### Materials provided
○ ○ ○ ○ ○

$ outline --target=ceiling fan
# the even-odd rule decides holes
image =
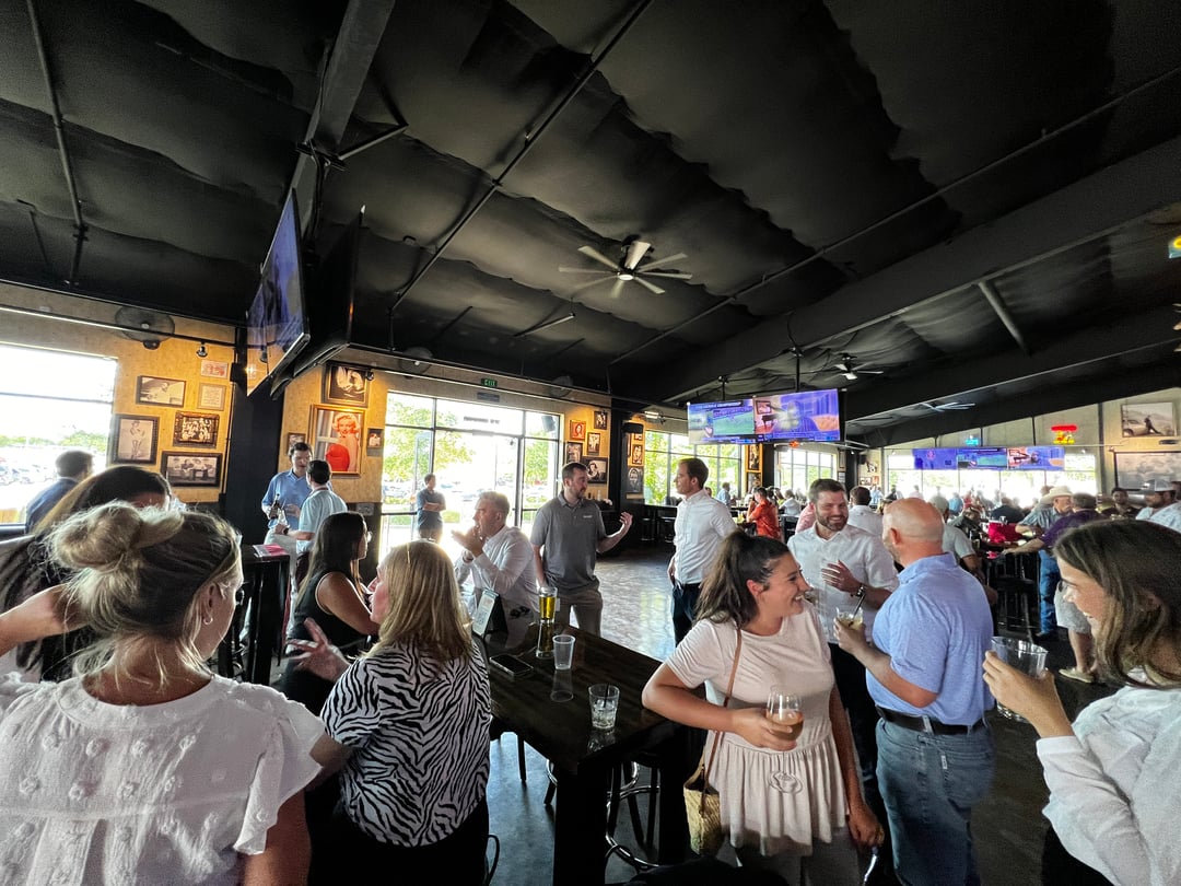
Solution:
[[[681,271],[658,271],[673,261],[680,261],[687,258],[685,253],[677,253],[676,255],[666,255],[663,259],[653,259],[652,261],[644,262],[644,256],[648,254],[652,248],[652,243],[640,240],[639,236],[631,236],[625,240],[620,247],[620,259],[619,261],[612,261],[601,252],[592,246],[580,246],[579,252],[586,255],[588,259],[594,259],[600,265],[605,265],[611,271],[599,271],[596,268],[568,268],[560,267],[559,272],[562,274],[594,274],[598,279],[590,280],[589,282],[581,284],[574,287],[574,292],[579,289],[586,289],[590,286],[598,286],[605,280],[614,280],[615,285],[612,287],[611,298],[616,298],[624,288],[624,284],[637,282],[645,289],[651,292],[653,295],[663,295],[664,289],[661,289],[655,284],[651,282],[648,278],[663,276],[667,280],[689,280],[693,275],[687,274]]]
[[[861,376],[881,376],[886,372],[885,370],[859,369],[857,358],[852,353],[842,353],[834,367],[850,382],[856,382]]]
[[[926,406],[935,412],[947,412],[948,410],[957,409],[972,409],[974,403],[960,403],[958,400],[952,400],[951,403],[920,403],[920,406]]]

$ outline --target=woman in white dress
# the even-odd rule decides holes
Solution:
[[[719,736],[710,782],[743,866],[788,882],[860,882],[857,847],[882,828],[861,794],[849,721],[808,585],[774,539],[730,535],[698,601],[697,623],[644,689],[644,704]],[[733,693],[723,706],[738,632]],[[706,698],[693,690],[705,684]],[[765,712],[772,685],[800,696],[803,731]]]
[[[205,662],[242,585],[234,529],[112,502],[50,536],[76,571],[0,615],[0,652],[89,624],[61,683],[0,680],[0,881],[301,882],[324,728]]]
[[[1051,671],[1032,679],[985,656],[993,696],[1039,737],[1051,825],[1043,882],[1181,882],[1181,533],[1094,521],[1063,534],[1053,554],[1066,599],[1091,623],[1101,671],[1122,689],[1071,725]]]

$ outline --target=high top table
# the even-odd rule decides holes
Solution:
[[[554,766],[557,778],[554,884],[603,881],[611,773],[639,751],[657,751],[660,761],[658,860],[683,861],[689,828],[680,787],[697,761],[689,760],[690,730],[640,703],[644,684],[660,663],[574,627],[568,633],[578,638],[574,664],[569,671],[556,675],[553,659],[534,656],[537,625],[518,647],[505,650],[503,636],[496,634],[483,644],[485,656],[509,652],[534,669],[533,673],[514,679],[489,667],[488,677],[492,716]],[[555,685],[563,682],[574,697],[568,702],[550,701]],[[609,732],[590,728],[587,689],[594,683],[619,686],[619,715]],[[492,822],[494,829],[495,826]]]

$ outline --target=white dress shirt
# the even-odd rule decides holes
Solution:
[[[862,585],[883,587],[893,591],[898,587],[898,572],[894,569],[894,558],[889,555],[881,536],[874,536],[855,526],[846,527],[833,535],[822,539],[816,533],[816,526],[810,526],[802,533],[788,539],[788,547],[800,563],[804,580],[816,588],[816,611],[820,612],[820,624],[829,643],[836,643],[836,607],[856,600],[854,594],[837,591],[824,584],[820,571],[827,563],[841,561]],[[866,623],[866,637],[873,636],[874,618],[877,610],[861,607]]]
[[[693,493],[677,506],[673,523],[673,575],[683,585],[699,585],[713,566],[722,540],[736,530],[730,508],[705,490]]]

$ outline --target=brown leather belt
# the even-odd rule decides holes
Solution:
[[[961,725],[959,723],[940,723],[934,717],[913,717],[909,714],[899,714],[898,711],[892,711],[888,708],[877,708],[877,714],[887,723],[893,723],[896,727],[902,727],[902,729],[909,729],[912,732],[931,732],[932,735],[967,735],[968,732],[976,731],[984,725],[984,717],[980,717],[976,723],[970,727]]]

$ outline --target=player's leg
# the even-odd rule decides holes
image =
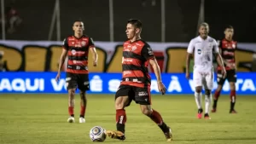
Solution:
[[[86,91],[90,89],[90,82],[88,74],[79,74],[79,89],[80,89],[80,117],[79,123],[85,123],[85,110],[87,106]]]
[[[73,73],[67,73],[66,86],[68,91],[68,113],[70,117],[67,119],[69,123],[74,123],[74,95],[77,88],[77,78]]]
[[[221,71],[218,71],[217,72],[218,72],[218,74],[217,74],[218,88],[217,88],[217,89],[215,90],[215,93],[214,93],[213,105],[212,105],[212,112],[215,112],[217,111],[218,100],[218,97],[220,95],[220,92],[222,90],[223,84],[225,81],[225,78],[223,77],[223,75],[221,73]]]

○ ○ ○ ○ ○

### Task details
Reproduce every row above word for word, leaving out the pictures.

### Answer for this exercise
$ outline --target=ceiling fan
# the even-odd rule decides holes
image =
Solution:
[[[681,271],[658,271],[673,261],[680,261],[687,258],[685,253],[677,253],[676,255],[666,255],[663,259],[653,259],[652,261],[644,262],[644,256],[648,254],[652,248],[652,243],[640,240],[639,236],[631,236],[625,240],[620,247],[620,259],[619,261],[612,261],[601,252],[592,246],[580,246],[579,252],[586,255],[588,259],[594,259],[600,265],[605,265],[611,271],[599,271],[596,268],[568,268],[560,267],[559,272],[562,274],[594,274],[598,279],[590,280],[589,282],[581,284],[574,287],[574,292],[579,289],[586,289],[590,286],[598,286],[605,280],[614,280],[615,285],[612,287],[611,298],[616,298],[624,288],[624,284],[637,282],[645,289],[651,292],[653,295],[663,295],[664,289],[661,289],[655,284],[651,282],[648,278],[663,276],[667,280],[689,280],[693,275],[687,274]]]
[[[861,376],[881,376],[886,372],[885,370],[859,369],[857,358],[852,353],[842,353],[834,367],[850,382],[856,382]]]
[[[926,406],[935,412],[947,412],[948,410],[957,409],[972,409],[974,403],[960,403],[958,400],[952,400],[951,403],[920,403],[920,406]]]

$ outline --target=woman in white dress
# the even-odd rule decides holes
Solution:
[[[719,736],[710,782],[743,866],[788,882],[860,882],[857,847],[882,828],[861,794],[849,721],[808,585],[774,539],[730,535],[698,601],[697,623],[644,689],[644,704]],[[733,693],[723,706],[738,632]],[[706,698],[693,690],[705,684]],[[765,712],[772,685],[800,696],[803,731]]]
[[[205,662],[242,585],[234,529],[112,502],[50,536],[76,571],[0,615],[0,652],[89,624],[61,683],[0,680],[0,881],[301,882],[324,728]]]
[[[1051,671],[1032,679],[985,656],[993,696],[1039,737],[1051,825],[1043,882],[1181,882],[1181,533],[1094,521],[1063,534],[1053,554],[1066,599],[1091,623],[1101,671],[1122,689],[1071,725]]]

$ outline --target=high top table
# the even-odd rule decides holes
Solution:
[[[554,766],[557,778],[554,884],[603,881],[611,773],[639,751],[657,751],[660,761],[658,860],[683,861],[689,828],[680,787],[697,761],[689,760],[690,730],[640,703],[644,684],[660,663],[574,627],[568,633],[578,638],[574,664],[569,671],[556,675],[553,659],[534,656],[537,625],[518,647],[505,650],[503,636],[496,634],[483,644],[485,656],[509,652],[534,669],[533,673],[514,679],[489,667],[488,677],[492,716]],[[555,685],[563,682],[574,697],[568,702],[550,701]],[[609,732],[590,728],[587,689],[594,683],[619,686],[619,715]],[[492,822],[494,829],[495,826]]]

$ outline --target=white dress shirt
# the even-odd rule decides holes
Solution:
[[[862,585],[883,587],[893,591],[898,587],[898,572],[894,569],[894,558],[889,555],[881,536],[874,536],[855,526],[846,527],[833,535],[822,539],[816,533],[816,526],[810,526],[802,533],[788,539],[788,547],[800,563],[804,580],[816,588],[816,611],[820,612],[820,624],[829,643],[836,643],[836,607],[856,600],[854,594],[837,591],[824,584],[820,571],[827,563],[841,561]],[[866,623],[866,637],[873,636],[874,618],[877,610],[861,607]]]
[[[693,493],[677,506],[673,523],[673,575],[683,585],[699,585],[713,566],[722,540],[736,530],[730,508],[705,490]]]

$ outline --target=brown leather belt
# the even-odd rule decides holes
Solution:
[[[961,725],[959,723],[940,723],[934,717],[913,717],[909,714],[899,714],[898,711],[892,711],[888,708],[877,708],[877,714],[887,723],[893,723],[896,727],[902,727],[902,729],[909,729],[912,732],[931,732],[932,735],[967,735],[968,732],[976,731],[984,725],[984,717],[980,717],[976,723],[970,727]]]

$ outline --target=player's leg
# the even-odd rule decides holes
image =
Solution:
[[[86,91],[90,89],[90,82],[88,74],[79,74],[79,89],[80,89],[80,117],[79,123],[85,123],[85,110],[87,106]]]
[[[73,73],[67,73],[66,86],[68,91],[68,113],[70,117],[67,119],[69,123],[74,123],[74,95],[77,88],[77,78]]]
[[[221,71],[218,71],[217,72],[218,72],[218,74],[217,74],[218,88],[217,88],[217,89],[215,90],[215,93],[214,93],[213,105],[212,105],[212,112],[215,112],[217,111],[218,100],[218,97],[220,95],[220,92],[222,90],[223,84],[225,81],[225,78],[223,77],[223,75],[221,73]]]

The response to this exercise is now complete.